--- TASK GOAL ---
Print the records word for word, starting at the first line and ending at the line that contains "[[225, 100], [15, 97]]", and include both of those lines. Leave the pictures out of your answer.

•••••

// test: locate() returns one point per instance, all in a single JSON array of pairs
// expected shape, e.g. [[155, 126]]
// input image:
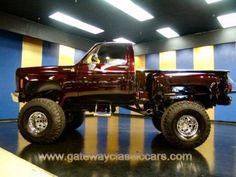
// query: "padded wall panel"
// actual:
[[168, 60], [152, 61], [10, 60], [184, 59], [50, 54], [203, 59]]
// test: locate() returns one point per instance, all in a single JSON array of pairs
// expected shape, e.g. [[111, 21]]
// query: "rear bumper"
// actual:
[[225, 100], [15, 97]]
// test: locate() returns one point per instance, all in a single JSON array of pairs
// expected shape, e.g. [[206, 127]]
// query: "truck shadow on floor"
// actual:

•••••

--- TASK ANSWER ---
// test: locate() returns one point per instance, all in a single JSON array of pairs
// expected shape, e.g. [[155, 126]]
// input image:
// query: "padded wall panel"
// actual:
[[168, 60], [152, 61], [10, 60], [184, 59], [50, 54], [203, 59]]
// test: locate() returns one point per instance, all in a single JSON array of pairs
// expected shape, e.g. [[111, 21]]
// query: "rear bumper"
// actual:
[[225, 100], [15, 97]]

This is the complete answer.